- _Problem description_
Give back, unchanged, each line from the one containing "Where can you see the stair" through the last line of the entries below.

---------------

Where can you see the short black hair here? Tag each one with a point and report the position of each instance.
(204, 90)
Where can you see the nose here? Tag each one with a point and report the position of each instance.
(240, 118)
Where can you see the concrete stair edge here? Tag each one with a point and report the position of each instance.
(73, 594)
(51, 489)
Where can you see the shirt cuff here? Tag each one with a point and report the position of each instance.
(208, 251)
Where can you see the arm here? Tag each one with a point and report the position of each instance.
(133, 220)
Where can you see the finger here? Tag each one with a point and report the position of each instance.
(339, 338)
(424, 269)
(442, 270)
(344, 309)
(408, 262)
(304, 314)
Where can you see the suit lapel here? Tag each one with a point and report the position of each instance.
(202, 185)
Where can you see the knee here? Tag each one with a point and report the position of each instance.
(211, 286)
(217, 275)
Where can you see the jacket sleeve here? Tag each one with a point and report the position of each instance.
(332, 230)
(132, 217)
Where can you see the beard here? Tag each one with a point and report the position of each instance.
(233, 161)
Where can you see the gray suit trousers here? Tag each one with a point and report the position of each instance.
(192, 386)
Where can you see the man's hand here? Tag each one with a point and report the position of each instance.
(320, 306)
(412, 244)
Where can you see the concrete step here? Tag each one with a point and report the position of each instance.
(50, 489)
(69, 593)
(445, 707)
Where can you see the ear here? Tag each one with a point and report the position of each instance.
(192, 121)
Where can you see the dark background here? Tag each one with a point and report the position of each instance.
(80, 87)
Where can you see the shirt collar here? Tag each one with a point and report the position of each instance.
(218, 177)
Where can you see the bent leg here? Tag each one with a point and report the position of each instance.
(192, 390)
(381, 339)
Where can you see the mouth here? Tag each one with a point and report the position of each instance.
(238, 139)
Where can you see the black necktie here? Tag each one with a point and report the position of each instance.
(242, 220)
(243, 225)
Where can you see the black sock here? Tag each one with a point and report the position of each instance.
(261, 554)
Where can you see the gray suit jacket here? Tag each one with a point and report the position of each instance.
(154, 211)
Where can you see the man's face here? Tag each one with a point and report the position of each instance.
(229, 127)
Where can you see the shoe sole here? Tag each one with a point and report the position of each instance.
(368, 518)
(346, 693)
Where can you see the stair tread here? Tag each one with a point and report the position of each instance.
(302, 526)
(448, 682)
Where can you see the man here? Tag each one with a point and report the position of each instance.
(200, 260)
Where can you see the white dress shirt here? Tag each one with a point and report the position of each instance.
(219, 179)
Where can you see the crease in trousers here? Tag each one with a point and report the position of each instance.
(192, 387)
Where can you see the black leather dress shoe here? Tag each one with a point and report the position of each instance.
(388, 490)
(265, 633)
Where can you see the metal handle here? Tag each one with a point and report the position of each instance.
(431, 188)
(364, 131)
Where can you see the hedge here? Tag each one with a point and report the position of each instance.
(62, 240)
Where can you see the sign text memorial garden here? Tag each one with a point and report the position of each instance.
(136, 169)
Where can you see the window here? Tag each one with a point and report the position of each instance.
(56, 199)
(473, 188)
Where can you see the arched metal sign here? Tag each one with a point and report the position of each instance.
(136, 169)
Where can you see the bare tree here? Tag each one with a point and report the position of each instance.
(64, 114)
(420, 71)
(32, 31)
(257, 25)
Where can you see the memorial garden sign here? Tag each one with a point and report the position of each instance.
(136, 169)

---------------

- _Exercise result_
Where can you see the stair tread here? Tag each one with a point and report the position of each instance.
(302, 526)
(448, 682)
Where can you see the man here? Tag each one with a point and report the position of each instance.
(200, 260)
Where can you see the white dress shirt here? Tag each one with a point and report the position of each instance.
(219, 179)
Where can you see the crease in trousers here? Tag each one with a point and report the position of each instance.
(192, 387)
Where can you see the black leather dress shoe here? Tag each one with a point and report the position of each instance.
(388, 490)
(265, 633)
Where can you see the metal handle here? Tag each one with a point and report the position of each instance.
(431, 188)
(364, 131)
Where can you see the hedge here? Tag each one with a point and report the position of each instance.
(62, 240)
Where can you see the sign text memorial garden here? Tag each one with a point and report the position of each instance.
(136, 169)
Where can you see the window here? Tag each one with a point and report the position of each instance.
(56, 199)
(473, 188)
Where can you see the arched metal sign here? Tag each one with a point and report the position of each instance.
(136, 169)
Where can you see the bare tree here? Tag each one with a point and report the position of each instance.
(64, 114)
(420, 71)
(32, 31)
(257, 25)
Where can you see the memorial garden sign here? Tag each one with a point and report the position of each instance.
(136, 169)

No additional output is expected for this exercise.